• _What you should do_: Reproduce the lines below verbatim, from the first line through the line that contains "point(512, 186)", inclusive. Leave any pictures out of your copy.

[Start Record set]

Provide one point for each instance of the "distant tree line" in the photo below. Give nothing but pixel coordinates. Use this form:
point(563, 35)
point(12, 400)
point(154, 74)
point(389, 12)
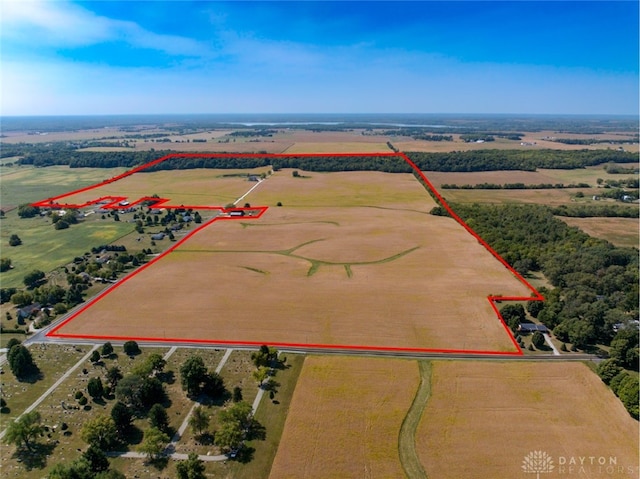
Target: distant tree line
point(595, 283)
point(592, 211)
point(593, 141)
point(481, 160)
point(527, 160)
point(512, 186)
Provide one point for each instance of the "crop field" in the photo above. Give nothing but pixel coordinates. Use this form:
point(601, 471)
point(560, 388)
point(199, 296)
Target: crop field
point(381, 273)
point(345, 419)
point(26, 184)
point(540, 197)
point(496, 177)
point(46, 248)
point(201, 187)
point(618, 231)
point(562, 409)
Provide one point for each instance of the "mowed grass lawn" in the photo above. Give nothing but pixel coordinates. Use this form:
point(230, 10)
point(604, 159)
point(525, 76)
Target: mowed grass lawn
point(345, 418)
point(45, 248)
point(27, 184)
point(563, 409)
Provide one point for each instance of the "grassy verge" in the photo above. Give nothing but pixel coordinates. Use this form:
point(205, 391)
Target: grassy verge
point(272, 415)
point(53, 361)
point(407, 438)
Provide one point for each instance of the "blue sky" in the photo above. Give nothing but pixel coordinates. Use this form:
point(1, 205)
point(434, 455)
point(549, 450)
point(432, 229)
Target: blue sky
point(119, 57)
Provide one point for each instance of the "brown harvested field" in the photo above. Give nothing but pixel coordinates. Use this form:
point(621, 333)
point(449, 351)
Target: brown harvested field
point(542, 197)
point(619, 231)
point(497, 177)
point(201, 187)
point(379, 274)
point(345, 419)
point(483, 418)
point(338, 147)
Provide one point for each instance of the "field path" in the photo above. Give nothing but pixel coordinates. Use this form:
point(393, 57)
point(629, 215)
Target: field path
point(185, 423)
point(46, 394)
point(407, 437)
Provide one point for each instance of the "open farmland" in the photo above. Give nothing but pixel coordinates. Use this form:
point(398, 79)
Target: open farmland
point(24, 184)
point(563, 409)
point(201, 187)
point(618, 231)
point(345, 419)
point(381, 273)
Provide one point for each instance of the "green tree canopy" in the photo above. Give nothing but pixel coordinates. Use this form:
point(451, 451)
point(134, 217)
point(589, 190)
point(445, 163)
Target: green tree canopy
point(23, 431)
point(192, 468)
point(100, 432)
point(153, 443)
point(199, 420)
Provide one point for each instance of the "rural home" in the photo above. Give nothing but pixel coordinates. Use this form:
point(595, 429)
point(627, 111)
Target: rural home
point(28, 311)
point(532, 328)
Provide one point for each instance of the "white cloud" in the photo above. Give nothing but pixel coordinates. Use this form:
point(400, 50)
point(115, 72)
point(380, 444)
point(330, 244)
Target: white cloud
point(68, 25)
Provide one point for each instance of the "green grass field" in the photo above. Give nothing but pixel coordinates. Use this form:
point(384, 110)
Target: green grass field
point(45, 248)
point(271, 414)
point(25, 184)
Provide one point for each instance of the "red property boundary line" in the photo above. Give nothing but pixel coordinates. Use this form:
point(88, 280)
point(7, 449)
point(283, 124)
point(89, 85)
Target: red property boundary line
point(113, 203)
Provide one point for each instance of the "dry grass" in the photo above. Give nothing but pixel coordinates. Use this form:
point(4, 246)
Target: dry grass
point(561, 408)
point(540, 197)
point(619, 231)
point(201, 187)
point(322, 275)
point(497, 177)
point(345, 419)
point(338, 147)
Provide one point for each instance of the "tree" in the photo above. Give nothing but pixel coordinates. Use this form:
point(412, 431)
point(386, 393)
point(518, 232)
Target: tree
point(121, 416)
point(96, 459)
point(538, 340)
point(95, 357)
point(158, 417)
point(33, 279)
point(628, 393)
point(264, 356)
point(113, 375)
point(140, 392)
point(78, 469)
point(153, 364)
point(513, 315)
point(237, 394)
point(5, 264)
point(23, 431)
point(153, 443)
point(229, 436)
point(95, 388)
point(260, 375)
point(110, 474)
point(192, 374)
point(199, 421)
point(100, 432)
point(107, 349)
point(192, 468)
point(131, 348)
point(608, 369)
point(21, 362)
point(213, 385)
point(28, 211)
point(14, 240)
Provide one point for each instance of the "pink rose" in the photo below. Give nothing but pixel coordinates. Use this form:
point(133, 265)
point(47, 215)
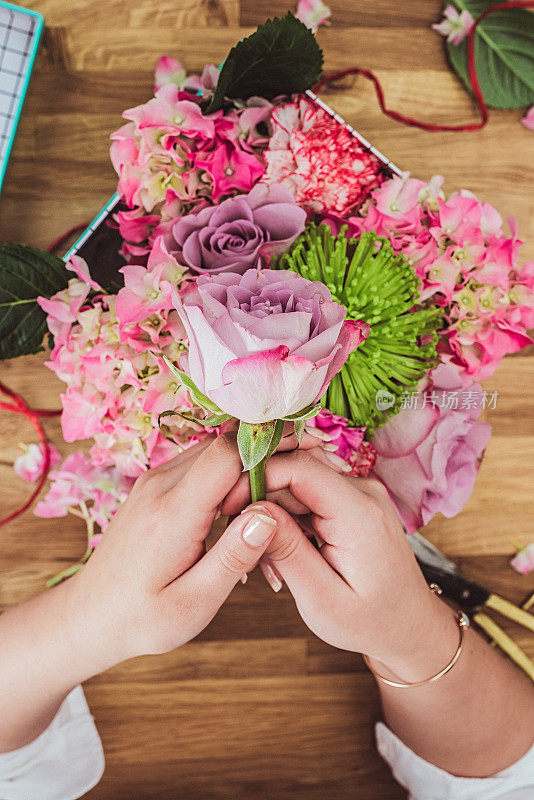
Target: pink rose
point(236, 234)
point(428, 455)
point(265, 344)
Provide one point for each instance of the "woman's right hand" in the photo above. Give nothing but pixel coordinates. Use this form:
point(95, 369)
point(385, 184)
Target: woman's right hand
point(363, 590)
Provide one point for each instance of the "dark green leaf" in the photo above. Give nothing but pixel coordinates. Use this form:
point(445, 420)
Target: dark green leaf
point(281, 57)
point(26, 273)
point(253, 442)
point(504, 55)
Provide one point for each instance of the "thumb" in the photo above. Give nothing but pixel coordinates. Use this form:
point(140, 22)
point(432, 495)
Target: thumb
point(307, 574)
point(238, 551)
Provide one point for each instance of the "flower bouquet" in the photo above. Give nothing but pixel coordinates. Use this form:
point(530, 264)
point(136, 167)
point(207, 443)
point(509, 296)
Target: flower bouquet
point(277, 270)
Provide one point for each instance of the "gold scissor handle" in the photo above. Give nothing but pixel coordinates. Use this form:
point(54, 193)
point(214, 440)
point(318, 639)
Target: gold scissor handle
point(505, 642)
point(511, 611)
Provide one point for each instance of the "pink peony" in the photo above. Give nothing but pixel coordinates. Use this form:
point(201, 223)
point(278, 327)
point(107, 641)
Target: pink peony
point(455, 26)
point(235, 235)
point(312, 13)
point(29, 466)
point(523, 561)
point(266, 344)
point(428, 455)
point(317, 159)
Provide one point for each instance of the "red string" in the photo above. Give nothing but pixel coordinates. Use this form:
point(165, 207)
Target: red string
point(473, 78)
point(33, 415)
point(18, 406)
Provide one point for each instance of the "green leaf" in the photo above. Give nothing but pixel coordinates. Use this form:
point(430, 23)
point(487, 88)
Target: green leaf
point(277, 438)
point(281, 57)
point(196, 395)
point(299, 429)
point(504, 55)
point(253, 442)
point(25, 274)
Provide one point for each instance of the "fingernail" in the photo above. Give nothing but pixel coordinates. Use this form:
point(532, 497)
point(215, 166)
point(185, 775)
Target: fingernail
point(338, 462)
point(259, 530)
point(271, 576)
point(318, 433)
point(256, 507)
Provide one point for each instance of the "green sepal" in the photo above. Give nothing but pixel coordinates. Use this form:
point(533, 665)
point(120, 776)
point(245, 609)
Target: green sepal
point(196, 395)
point(277, 437)
point(310, 411)
point(299, 429)
point(213, 421)
point(253, 441)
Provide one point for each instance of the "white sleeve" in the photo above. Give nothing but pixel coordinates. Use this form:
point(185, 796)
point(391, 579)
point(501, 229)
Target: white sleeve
point(63, 763)
point(425, 781)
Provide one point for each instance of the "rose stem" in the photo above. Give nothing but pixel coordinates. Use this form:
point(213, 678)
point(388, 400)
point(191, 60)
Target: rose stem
point(257, 482)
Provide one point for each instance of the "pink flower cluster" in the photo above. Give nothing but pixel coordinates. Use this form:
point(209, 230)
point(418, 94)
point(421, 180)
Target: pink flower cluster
point(170, 157)
point(85, 489)
point(317, 159)
point(467, 264)
point(108, 349)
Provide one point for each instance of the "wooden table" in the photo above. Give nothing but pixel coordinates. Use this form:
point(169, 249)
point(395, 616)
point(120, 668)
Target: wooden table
point(256, 706)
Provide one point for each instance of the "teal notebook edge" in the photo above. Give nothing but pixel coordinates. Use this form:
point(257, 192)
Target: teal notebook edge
point(39, 25)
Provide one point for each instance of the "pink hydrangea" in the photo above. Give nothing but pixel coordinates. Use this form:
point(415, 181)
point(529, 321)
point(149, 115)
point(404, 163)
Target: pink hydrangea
point(170, 156)
point(347, 442)
point(80, 486)
point(313, 13)
point(317, 159)
point(109, 351)
point(467, 265)
point(455, 25)
point(29, 466)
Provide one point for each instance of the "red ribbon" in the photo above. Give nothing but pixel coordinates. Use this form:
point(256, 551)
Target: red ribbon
point(19, 406)
point(473, 77)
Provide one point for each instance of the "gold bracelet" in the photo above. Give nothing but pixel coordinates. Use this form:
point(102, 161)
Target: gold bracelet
point(463, 623)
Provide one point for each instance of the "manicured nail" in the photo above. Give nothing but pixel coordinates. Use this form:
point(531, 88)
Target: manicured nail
point(259, 530)
point(318, 433)
point(271, 576)
point(256, 507)
point(338, 462)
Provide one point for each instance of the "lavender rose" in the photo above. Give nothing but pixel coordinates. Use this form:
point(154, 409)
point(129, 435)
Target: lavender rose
point(428, 456)
point(236, 234)
point(266, 344)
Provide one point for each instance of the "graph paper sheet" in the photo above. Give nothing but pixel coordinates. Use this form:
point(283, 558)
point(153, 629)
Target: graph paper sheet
point(20, 31)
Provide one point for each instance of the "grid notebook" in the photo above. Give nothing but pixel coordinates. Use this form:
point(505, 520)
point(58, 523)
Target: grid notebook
point(20, 31)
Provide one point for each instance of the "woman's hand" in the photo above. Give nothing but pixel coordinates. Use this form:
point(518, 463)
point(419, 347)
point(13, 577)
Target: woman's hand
point(363, 590)
point(148, 588)
point(151, 580)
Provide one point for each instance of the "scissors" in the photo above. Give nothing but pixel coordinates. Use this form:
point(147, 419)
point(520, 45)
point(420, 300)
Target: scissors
point(445, 578)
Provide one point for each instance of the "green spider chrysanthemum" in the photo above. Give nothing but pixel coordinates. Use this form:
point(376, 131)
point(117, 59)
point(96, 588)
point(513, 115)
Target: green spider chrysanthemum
point(375, 285)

[End Record set]

• _Response to this exercise_:
Provide one point for each instance of the "distant tree line" in the photo below. Give nothing but pixel coordinates. Use this form:
point(563, 35)
point(12, 400)
point(154, 74)
point(389, 12)
Target: distant tree line
point(595, 283)
point(592, 211)
point(593, 141)
point(481, 160)
point(527, 160)
point(512, 186)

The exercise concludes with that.